:: Extract ::
********************
In summary, this paper presents a promising solution for the microchannel formation methodology based on soft templates and peeling-dominant removal procedures. Compared to traditional approaches, e.g., photolithography, this method is simple, fast, solvent-free, and can generate a microchannel with a super-large aspect ratio, smooth surface, and complex 3D geometries. We demonstrate its extensive applications by multiple prototypes, including a soft worm robot with a plectoneme-shaped structure, an ultra-long tendril robot containing a helical microchannel (diameter: 150 µm, aspect ratio: more than 1600), a thread-like biocompatible wearable sensor, a soft antenna containing 3D helical microchannel with variable diameter, and a thin artificial blood vessel in tapered geometry. Our soft demoulding method also offers a promising approach to the microfluidics field and tissue engineering.

Currently, the materials and fabrication method for soft templates employed in this work may limit it for more intricate and delicate microchannels generation. Future research will focus on the improvement of design (e.g., computer-assisted design59), fabrication process (e.g., employing high-precision moving stages for direct ink writing34, and electrospinning technology60), and materials (e.g., hydrogels, which show ultra-large stretch, toughness, and self-lubrication properties61) for soft template generation and matrix formation to enhance the precision, complexity, versatility, and biocompatibility of the methodology for more extensive applications.
********************
:: Task details ::
From the passage on soft-template microchannel fabrication, extract the text between "In summary, this" and "and tissue engineering.", inclusive.

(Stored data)
********************
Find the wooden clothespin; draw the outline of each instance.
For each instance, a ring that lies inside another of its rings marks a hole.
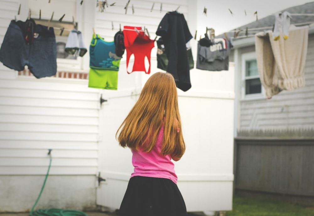
[[[94,37],[96,36],[96,33],[95,33],[95,28],[94,27],[93,27],[93,33],[94,34]]]
[[[150,37],[150,35],[149,35],[149,33],[148,32],[148,30],[147,28],[146,29],[146,32],[147,33],[147,35],[148,35],[148,37],[149,38]]]
[[[20,4],[19,7],[19,11],[18,11],[18,15],[19,15],[21,13],[21,4]]]
[[[152,9],[150,9],[150,12],[153,11],[153,9],[154,8],[154,5],[155,5],[155,3],[153,3],[153,6],[152,6]]]
[[[126,5],[124,7],[124,9],[125,9],[125,14],[127,14],[127,6],[129,5],[129,3],[130,3],[130,0],[129,0],[127,3]]]
[[[60,18],[60,19],[59,19],[59,22],[60,22],[60,23],[61,23],[62,22],[62,19],[63,19],[63,18],[65,16],[65,13],[63,15],[62,17],[61,17],[61,18]]]
[[[257,21],[258,20],[258,19],[257,18],[257,11],[254,12],[254,15],[255,15],[255,14],[256,14],[256,21]]]
[[[225,32],[224,33],[224,34],[225,35],[225,37],[226,38],[227,40],[229,40],[229,38],[228,38],[228,36],[227,36],[227,33]]]
[[[54,12],[52,12],[52,14],[51,15],[51,18],[50,18],[50,21],[52,21],[52,19],[53,18],[53,14],[54,13]]]
[[[28,19],[29,19],[30,18],[30,16],[31,15],[32,12],[30,10],[30,9],[28,11],[28,17],[27,17]]]
[[[76,28],[76,23],[75,23],[75,21],[74,19],[74,17],[73,16],[72,16],[72,23],[73,24],[73,28]]]
[[[229,8],[228,8],[228,9],[229,10],[229,11],[230,12],[230,13],[231,13],[231,15],[233,17],[233,13],[232,13],[232,12],[231,11],[231,10],[230,10]]]
[[[60,32],[60,36],[61,36],[61,35],[62,35],[62,33],[63,33],[63,31],[64,31],[64,27],[63,27],[63,28],[61,28],[61,29],[60,29],[60,30],[61,31],[61,32]]]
********************
:: The completed task ::
In summary, this paper presents a promising solution for the microchannel formation methodology based on soft templates and peeling-dominant removal procedures. Compared to traditional approaches, e.g., photolithography, this method is simple, fast, solvent-free, and can generate a microchannel with a super-large aspect ratio, smooth surface, and complex 3D geometries. We demonstrate its extensive applications by multiple prototypes, including a soft worm robot with a plectoneme-shaped structure, an ultra-long tendril robot containing a helical microchannel (diameter: 150 µm, aspect ratio: more than 1600), a thread-like biocompatible wearable sensor, a soft antenna containing 3D helical microchannel with variable diameter, and a thin artificial blood vessel in tapered geometry. Our soft demoulding method also offers a promising approach to the microfluidics field and tissue engineering.